Rows from a dataset:

╭──

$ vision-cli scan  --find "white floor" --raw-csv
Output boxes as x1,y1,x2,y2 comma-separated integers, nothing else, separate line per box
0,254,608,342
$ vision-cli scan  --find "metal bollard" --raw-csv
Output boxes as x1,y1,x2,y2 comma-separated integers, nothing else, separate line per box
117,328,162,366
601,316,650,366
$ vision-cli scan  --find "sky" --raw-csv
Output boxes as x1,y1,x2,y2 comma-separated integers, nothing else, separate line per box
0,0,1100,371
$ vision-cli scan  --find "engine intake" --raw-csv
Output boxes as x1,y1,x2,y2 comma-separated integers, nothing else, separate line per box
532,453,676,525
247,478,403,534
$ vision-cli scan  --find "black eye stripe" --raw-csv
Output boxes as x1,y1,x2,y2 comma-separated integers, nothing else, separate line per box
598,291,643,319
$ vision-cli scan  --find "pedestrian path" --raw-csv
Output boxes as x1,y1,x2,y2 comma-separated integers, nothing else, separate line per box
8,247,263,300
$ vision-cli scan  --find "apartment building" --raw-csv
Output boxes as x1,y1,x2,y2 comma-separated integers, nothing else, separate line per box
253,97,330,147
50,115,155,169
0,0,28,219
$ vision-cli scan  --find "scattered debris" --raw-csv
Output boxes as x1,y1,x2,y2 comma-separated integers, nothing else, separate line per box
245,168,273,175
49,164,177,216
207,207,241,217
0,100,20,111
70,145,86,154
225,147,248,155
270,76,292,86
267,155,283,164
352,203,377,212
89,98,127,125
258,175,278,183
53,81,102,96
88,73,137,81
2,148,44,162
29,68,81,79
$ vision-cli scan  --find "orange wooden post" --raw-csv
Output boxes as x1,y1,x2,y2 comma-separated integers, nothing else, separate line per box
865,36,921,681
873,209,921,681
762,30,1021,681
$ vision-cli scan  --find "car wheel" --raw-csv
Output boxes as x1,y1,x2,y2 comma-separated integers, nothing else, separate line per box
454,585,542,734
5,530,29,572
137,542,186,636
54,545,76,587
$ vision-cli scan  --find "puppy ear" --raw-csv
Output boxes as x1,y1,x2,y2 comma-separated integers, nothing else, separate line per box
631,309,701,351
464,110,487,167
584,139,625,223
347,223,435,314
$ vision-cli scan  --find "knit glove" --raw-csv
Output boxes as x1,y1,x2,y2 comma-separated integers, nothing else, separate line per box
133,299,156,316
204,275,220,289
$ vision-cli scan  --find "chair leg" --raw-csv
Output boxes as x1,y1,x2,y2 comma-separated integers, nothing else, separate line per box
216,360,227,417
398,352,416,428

╰──

## [EXERCISE PROMPT]
Duplicate the lines of the material from the very start through the line containing "598,291,643,319", with both ends included, reproducing them without any changes.

## [ANSWER TO THE TASK]
$ vision-cli scan  --find "white floor" --raw-csv
Output boxes as x1,y1,x2,y2 comma-separated integers, nothing else, separate line per box
0,254,608,342
$ vision-cli scan  --find "metal bollard" --raw-csv
Output boxes as x1,y1,x2,y2 comma-separated integers, nothing else, separate line per box
117,328,162,366
601,316,650,366
$ vision-cli scan  --find "sky" --raw-csv
Output boxes as x1,y1,x2,y2 comma-separated integers, nothing else, separate line per box
0,0,1100,371
$ vision-cli scan  --find "engine intake" --raw-csv
Output boxes as x1,y1,x2,y2 comma-separated integers, nothing else, separate line per box
532,453,676,525
247,478,403,534
$ vision-cli scan  --find "black eye stripe" --raw-csv
Output boxes as x1,y1,x2,y2 comma-separated integers, nothing else, separate line per box
598,291,643,319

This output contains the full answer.